▶ PROBLEM TO SOLVE
Repeat, without any change, the entries presented below.

RECORDS PROVIDED below:

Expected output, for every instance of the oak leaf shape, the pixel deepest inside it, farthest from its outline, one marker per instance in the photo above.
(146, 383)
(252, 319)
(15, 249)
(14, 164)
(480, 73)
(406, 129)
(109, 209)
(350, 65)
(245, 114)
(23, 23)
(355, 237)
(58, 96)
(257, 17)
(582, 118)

End of RECORDS PROVIDED.

▶ WRITTEN RESPONSE
Expected output, for every instance of the oak leaf shape, the pixel deepest inside it, farthest from its outline, one marker per instance in the photo above.
(146, 383)
(252, 319)
(15, 249)
(14, 164)
(480, 73)
(406, 129)
(109, 209)
(350, 65)
(245, 114)
(23, 23)
(355, 237)
(58, 96)
(257, 17)
(582, 118)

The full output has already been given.